- TEXT TO READ
## START

System Development Models or System Process Models
What is a software process model?
A software process model is an abstract representation of a software process. Each process model represents a process from a particular perspective so only to provide partial information about the process. Models, by their very nature, are simplifications, so a software process model is an abstraction of the actual process which is being described. Process models may include activities which are part of the software process, software products and the roles of the people involved in software engineering.
Software development activities
Planning
The important task in creating a software product is extracting the requirements or requirements analysis. Customers typically have an abstract idea of what they want as an end result, but not what software should do. Incomplete, ambiguous, or even contradictory requirements are recognized by skilled and experienced software engineers at this point. Frequently demonstrating live code may help reduce the risk that the requirements are incorrect.
Once the general requirements are gleaned from the client, an analysis of the scope of the development should be determined and clearly stated. This is often called a scope document.
Certain functionality may be out of scope of the project as a function of cost or as a result of unclear requirements at the start of development. If the development is done externally, this document can be considered a legal document so that if there are ever disputes, any ambiguity of what was promised to the client can be clarified.
Implementation, testing and documenting
Implementation is the part of the process where software engineers actually program the code for the project.
Software testing is an integral and important part of the software development process. This part of the process ensures that bugs are recognized as early as possible.
Documenting the internal design of software for the purpose of future maintenance and enhancement is done throughout development. This may also include the authoring of an API, be it external or internal.

## END

- GIVEN RECORDS
## START

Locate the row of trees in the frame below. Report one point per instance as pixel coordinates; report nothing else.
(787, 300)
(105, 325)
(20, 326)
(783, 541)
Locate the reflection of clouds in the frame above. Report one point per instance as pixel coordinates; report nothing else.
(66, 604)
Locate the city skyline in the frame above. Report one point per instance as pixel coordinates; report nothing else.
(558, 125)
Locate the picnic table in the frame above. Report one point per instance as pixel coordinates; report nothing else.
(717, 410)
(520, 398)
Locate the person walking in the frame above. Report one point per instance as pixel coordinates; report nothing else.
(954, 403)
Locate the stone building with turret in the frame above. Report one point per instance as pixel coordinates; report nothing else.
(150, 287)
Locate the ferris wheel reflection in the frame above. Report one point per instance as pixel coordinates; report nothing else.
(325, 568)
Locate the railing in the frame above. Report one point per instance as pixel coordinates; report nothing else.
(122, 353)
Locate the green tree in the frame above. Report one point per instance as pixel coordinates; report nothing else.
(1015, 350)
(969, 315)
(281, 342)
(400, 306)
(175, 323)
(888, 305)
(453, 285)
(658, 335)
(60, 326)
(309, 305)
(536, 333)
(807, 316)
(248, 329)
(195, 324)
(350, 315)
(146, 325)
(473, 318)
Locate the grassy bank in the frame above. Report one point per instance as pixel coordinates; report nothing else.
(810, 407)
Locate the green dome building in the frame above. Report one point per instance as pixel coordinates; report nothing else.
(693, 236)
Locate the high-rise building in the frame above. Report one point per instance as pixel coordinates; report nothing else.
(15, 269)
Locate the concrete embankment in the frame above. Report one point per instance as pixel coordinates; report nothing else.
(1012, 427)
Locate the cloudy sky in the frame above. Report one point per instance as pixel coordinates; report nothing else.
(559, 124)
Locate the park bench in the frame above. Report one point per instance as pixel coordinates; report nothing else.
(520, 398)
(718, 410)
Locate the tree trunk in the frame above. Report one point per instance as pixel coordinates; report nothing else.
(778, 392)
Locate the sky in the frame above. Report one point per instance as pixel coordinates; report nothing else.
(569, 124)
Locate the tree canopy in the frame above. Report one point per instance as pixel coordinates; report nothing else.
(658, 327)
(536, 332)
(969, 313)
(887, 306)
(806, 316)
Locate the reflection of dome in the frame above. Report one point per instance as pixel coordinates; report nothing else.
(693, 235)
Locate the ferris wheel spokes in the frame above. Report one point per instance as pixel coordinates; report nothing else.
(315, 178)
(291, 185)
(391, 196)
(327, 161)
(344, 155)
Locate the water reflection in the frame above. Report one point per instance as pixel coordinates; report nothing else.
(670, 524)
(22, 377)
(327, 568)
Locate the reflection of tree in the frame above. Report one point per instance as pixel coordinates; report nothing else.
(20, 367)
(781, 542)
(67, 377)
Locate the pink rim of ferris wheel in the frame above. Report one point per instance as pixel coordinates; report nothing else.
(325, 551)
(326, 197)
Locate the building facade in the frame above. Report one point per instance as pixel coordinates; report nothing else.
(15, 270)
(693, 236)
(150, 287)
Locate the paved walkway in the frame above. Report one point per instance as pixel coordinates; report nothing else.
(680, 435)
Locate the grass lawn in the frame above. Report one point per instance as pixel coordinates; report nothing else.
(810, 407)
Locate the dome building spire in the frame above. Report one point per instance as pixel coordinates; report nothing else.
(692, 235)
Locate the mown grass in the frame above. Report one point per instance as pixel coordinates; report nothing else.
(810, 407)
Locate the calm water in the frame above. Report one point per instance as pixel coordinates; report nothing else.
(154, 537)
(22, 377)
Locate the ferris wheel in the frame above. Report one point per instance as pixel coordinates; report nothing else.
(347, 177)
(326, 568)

## END

- REQUIRED ACTIONS
a) According to the passage on software process models, why does a single process model provide only partial information about a software process? Answer in one to three sentences.
b) Print the passage on software process models, starting at "Software testing is" and ending at "external or internal.".
c) Proceed with the passage on software process models from where it stops.
The data have no connection to the passage on software process models.

- REPLIES
a) Each process model represents a process from one particular perspective, so it captures only part of the process. Models are also simplifications by nature, which makes a software process model an abstraction of the actual process it describes.

b)
Software testing is an integral and important part of the software development process. This part of the process ensures that bugs are recognized as early as possible.
Documenting the internal design of software for the purpose of future maintenance and enhancement is done throughout development. This may also include the authoring of an API, be it external or internal.

c)
Deployment and maintenance
Deployment starts after the code is appropriately tested, is approved for release and sold or otherwise distributed into a production environment.
Software Training and Support is important because a large percentage of software projects fail because the developers fail to realize that it doesn't matter how much time and planning a development team puts into creating software if nobody in an organization ends up using it. People are often resistant to change and avoid venturing into an unfamiliar area, so as a part of the deployment phase, it is very important to have training classes for new clients of your software.
Maintenance and enhancing software to cope with newly discovered problems or new requirements can take far more time than the initial development of the software. It may be necessary to add code that does not fit the original design to correct an unforeseen problem or it may be that a customer is requesting more functionality and code can be added to accommodate their requests. It is during this phase that customer calls come in and you see whether your testing was extensive enough to uncover the problems before customers do. If the labor cost of the maintenance phase exceeds 25% of the prior-phases' labor cost, then it is likely that the overall quality, of at least one prior phase, is poor. In that case, management should consider the option of rebuilding the system (or portions) before maintenance cost is out of control.
Bug Tracking System tools are often deployed at this stage of the process to allow development teams to interface with customer/field teams testing the software to identify any real or perceived issues. These software tools, both open source and commercially licensed, provide a customizable process to acquire, review, acknowledge, and respond to reported issues.
Traditional Process Model Software
Waterfall Model
The Waterfall model is one of the most used model of 70’s. It was proposed by Royce in 1970 as an alternative to Build and Fix software development method in which code was written and debugged. System was not formally designed and there was no way to check the quality criteria.
This takes the fundamental process activities of specification, development, validation and evolution and represents them as separate process such as requirements specification, software design, implementation, testing and so on.
This model, known as the waterfall, is an approach to development that emphasizes completing a phase of the development before proceeding to the next phase. In conjunction with certain phase completions, a baseline is established that "freezes" the products of the development at that point. If a need is identified to change these products, a formal change process is followed to make the change. The graphic representation of these phases in software development resembles the downward flow of a waterfall.
The principal stages of the model map onto fundamental developmental activities:
Requirements analysis and definition
The system’s services, constraints and goals are established by consultation with system users. They are then defined in detail and serve as system specification.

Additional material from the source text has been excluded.